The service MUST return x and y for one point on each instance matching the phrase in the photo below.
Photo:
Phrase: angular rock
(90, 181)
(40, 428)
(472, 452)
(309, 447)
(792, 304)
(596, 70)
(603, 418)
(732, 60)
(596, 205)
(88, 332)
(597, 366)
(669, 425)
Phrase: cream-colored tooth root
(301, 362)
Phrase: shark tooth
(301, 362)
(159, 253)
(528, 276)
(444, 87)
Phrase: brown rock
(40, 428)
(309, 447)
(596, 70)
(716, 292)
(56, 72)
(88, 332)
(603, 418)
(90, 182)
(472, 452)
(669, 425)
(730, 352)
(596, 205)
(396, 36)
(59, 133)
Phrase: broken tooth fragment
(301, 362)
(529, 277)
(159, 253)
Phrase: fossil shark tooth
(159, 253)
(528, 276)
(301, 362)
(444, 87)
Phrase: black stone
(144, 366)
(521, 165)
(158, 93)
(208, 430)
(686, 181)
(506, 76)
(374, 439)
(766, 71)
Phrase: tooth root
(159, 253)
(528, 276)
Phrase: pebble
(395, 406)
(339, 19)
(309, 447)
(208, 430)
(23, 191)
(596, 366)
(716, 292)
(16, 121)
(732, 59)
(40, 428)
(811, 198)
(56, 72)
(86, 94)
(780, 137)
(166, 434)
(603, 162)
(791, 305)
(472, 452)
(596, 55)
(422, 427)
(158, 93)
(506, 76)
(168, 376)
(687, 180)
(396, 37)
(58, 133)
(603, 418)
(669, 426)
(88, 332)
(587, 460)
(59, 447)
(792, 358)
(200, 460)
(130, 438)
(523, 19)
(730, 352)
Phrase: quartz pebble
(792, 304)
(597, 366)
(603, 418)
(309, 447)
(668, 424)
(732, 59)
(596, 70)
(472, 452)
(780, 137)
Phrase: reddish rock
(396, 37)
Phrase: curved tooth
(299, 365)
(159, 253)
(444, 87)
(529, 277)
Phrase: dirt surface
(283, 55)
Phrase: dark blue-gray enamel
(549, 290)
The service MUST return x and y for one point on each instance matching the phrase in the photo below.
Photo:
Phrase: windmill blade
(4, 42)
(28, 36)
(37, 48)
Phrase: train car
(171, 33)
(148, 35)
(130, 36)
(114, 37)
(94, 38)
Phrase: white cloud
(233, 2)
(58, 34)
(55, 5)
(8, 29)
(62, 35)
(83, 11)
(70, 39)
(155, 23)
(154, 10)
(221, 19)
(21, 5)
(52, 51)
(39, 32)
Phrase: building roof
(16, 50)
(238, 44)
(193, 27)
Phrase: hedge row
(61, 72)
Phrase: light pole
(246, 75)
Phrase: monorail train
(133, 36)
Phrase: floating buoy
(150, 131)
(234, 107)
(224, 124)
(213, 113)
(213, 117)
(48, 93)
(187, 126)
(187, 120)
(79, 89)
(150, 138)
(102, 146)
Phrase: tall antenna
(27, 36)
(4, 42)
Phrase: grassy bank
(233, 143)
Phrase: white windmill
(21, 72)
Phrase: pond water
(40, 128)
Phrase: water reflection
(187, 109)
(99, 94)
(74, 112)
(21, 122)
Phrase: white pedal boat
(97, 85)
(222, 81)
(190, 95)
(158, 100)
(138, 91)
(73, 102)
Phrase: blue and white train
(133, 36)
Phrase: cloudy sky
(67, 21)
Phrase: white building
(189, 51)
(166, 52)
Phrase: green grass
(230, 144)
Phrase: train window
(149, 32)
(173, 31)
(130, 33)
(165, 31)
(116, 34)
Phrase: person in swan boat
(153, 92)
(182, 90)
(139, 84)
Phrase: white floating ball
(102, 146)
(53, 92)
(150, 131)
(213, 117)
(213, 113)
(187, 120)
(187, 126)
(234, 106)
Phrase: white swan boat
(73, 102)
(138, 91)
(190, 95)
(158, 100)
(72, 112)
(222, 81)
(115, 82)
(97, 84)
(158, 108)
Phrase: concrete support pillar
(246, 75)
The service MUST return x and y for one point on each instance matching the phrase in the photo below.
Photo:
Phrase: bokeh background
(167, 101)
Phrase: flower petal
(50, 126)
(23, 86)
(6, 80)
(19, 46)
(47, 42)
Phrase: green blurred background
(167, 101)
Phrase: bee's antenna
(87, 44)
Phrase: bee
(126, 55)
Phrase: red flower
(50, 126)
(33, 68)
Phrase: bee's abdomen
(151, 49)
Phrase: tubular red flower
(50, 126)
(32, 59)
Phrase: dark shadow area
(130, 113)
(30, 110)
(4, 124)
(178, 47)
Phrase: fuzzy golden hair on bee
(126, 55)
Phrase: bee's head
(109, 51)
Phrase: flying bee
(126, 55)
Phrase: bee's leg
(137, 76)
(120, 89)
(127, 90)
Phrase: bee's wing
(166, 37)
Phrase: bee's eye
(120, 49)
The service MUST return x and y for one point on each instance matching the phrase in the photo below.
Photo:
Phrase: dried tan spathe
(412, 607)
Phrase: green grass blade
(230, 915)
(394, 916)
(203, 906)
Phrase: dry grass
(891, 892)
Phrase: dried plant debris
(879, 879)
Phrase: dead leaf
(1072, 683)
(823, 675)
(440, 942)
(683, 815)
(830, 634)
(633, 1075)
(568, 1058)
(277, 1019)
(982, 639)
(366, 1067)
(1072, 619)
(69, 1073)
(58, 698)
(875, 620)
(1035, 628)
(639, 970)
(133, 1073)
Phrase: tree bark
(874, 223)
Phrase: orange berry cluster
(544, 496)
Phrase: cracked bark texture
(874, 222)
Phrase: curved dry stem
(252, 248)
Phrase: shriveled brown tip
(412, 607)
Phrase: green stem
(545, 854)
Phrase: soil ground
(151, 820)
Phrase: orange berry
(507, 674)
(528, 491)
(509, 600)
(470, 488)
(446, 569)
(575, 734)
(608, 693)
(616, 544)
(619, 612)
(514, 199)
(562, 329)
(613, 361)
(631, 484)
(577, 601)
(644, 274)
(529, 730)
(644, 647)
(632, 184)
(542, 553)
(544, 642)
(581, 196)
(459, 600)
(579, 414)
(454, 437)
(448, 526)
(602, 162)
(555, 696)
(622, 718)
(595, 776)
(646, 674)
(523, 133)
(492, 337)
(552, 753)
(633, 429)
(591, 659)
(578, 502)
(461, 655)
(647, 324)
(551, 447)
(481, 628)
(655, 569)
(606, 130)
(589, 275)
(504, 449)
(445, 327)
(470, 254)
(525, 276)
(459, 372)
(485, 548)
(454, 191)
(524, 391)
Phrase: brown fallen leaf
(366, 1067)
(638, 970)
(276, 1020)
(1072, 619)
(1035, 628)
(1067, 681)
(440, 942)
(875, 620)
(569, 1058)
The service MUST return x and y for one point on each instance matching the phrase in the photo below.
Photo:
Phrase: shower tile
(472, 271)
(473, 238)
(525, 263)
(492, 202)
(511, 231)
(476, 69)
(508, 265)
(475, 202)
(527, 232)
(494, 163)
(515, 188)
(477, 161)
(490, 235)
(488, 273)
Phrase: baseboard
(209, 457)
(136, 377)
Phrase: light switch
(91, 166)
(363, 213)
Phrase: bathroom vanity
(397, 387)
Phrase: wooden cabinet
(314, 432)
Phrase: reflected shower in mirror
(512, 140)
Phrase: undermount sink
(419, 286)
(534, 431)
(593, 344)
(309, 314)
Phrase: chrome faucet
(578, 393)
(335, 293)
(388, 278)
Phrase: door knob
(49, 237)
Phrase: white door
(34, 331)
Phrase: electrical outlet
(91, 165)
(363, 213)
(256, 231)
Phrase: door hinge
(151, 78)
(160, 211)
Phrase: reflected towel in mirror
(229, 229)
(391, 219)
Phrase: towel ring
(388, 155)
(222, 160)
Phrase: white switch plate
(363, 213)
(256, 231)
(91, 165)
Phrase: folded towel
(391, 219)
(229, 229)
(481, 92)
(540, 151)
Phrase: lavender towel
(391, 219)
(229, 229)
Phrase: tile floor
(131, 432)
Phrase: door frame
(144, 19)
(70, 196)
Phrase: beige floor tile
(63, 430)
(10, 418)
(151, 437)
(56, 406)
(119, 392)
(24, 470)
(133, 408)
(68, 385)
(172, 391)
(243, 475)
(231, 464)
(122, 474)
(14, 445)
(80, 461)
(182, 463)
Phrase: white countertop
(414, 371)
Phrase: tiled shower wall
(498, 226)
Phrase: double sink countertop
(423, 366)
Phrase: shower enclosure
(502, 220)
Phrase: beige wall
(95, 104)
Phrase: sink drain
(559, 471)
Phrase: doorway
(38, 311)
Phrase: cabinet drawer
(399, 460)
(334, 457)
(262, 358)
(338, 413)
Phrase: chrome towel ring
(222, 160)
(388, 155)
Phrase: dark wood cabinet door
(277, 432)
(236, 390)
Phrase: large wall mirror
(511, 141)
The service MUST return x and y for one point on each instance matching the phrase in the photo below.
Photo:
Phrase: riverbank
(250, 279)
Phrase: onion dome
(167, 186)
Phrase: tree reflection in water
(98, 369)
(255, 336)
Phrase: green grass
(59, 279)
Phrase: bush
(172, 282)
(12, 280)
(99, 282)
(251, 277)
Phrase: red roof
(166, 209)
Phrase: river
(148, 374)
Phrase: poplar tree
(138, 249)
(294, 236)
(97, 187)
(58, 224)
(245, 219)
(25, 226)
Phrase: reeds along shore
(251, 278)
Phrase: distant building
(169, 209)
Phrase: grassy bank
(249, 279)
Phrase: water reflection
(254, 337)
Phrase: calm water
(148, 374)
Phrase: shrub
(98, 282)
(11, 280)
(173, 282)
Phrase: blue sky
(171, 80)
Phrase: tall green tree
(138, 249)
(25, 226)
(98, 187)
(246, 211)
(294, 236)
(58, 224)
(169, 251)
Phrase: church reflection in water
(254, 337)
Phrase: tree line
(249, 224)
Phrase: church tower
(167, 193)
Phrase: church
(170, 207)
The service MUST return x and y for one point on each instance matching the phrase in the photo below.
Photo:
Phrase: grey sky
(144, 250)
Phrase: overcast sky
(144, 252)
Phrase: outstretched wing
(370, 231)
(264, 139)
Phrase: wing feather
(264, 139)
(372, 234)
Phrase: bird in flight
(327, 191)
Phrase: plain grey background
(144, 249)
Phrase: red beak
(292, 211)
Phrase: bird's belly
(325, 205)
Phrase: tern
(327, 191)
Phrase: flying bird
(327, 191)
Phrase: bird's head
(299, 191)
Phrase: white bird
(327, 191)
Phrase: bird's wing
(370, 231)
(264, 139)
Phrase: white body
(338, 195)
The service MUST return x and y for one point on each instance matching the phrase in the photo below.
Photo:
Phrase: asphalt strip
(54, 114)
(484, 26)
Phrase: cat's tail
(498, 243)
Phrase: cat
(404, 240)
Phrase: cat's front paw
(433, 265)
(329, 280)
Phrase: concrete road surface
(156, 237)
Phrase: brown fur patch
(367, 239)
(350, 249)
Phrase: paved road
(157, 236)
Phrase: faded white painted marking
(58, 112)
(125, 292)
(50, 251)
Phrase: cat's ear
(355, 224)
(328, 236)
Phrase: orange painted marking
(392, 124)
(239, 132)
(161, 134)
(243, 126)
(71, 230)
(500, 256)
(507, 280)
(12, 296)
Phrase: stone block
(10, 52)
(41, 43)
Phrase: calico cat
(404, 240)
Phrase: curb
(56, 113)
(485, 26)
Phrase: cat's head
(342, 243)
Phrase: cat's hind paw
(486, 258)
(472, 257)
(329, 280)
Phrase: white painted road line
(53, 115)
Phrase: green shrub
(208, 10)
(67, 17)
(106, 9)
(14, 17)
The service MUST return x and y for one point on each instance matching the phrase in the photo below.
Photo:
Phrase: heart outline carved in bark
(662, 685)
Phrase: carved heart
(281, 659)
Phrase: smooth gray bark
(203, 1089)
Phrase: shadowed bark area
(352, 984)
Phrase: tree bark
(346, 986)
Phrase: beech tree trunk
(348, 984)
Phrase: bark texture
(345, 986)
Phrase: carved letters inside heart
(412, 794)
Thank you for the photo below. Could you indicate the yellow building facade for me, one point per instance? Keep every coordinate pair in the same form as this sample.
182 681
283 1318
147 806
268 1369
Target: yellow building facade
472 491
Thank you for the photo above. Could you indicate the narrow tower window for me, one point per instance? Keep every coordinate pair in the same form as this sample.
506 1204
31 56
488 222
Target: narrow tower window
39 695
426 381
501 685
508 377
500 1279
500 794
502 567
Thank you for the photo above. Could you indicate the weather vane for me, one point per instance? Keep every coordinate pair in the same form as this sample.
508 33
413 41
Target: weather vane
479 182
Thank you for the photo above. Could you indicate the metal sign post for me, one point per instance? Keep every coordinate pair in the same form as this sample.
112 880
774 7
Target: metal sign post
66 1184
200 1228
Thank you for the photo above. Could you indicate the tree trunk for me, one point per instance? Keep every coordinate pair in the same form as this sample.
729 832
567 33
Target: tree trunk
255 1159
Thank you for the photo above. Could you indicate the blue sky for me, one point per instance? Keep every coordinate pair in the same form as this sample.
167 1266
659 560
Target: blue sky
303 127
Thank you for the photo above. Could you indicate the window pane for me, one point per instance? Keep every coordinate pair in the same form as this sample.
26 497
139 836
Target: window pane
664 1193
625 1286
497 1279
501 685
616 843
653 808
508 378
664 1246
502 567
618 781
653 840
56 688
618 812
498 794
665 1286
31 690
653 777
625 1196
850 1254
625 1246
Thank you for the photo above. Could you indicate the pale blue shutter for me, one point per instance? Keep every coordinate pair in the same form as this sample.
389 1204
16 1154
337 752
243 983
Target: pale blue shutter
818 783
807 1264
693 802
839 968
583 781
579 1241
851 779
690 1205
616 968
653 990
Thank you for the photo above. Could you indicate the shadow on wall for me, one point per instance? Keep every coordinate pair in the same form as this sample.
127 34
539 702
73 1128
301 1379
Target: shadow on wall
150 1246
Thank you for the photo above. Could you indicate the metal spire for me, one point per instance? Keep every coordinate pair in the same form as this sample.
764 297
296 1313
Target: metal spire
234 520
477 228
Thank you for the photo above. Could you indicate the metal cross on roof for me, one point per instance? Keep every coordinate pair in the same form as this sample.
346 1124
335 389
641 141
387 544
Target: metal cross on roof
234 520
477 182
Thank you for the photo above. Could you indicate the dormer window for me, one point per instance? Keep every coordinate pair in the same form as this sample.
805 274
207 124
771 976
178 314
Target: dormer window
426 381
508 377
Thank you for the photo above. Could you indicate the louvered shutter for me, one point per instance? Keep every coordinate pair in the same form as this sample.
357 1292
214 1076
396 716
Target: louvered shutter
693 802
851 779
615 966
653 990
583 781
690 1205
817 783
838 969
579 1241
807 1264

→ BRIEF: Set down exactly what runs from the line with "Thank you for the photo above. Could you indicate the tree" to the last line of the data above, including both of those lines and no others.

→ WRITTEN ANSWER:
Thank you for the photo above. Could you indicate the tree trunk for me, one point per instance? Keep every coordinate pair in the same form as this sample.
729 832
567 33
Target: tree trunk
255 1159
Thank you for the photo above. Could you indicate the blue sky for me, one point per instance? Keep every coordinate pair in the same form as this sample.
167 1266
659 560
Target: blue sky
303 127
Thank you for the photo above. Could you indicate the window pane for me, one point per instance? Keep every coordinate pair in the same form as this sample.
26 497
139 836
Target: window pane
664 1193
625 1286
497 1279
501 685
616 843
653 808
508 378
664 1246
502 567
618 781
653 840
56 688
618 812
498 794
665 1286
31 690
653 777
625 1196
850 1254
625 1246
Thank you for the photo above. Could you indicate the pale blue shutter for me, one point per instance? Keep every coordinate pair in the same form as this sample.
389 1204
16 1154
337 752
243 983
Target: pale blue shutter
818 783
807 1264
693 802
839 968
583 781
579 1241
851 779
690 1205
616 968
653 990
Thank you for the photo above. Could you indicate the shadow on wall for me, one point per instance? Keep every coordinate pair in the same form as this sample.
127 34
539 702
73 1128
301 1379
Target: shadow on wall
150 1246
Thank you for the photo above. Could you indicate the metal spire for me, one point per instance? Keep every coordinate pair in the same form as this sample.
764 297
296 1313
Target: metal spire
234 520
477 228
Thank you for the photo above. Could you indicate the metal cross on roof for me, one point per instance? Keep every coordinate pair in the same form as this sample.
346 1124
335 389
641 141
387 544
Target: metal cross on roof
234 520
477 182
Thank you for the photo above. Could you indicate the dormer window for me, one point per instance? Keep every coordinate pair in the same form as this sample.
805 274
207 124
771 976
178 314
Target: dormer window
426 381
508 377
Thank you for the photo above. Could you indicate the louvered shutter for me, one point per instance? Keep every coordinate pair in the same form as this sample.
357 1292
214 1076
396 716
Target: louvered shutter
693 802
851 779
615 966
653 990
583 781
690 1205
817 783
838 969
579 1241
807 1264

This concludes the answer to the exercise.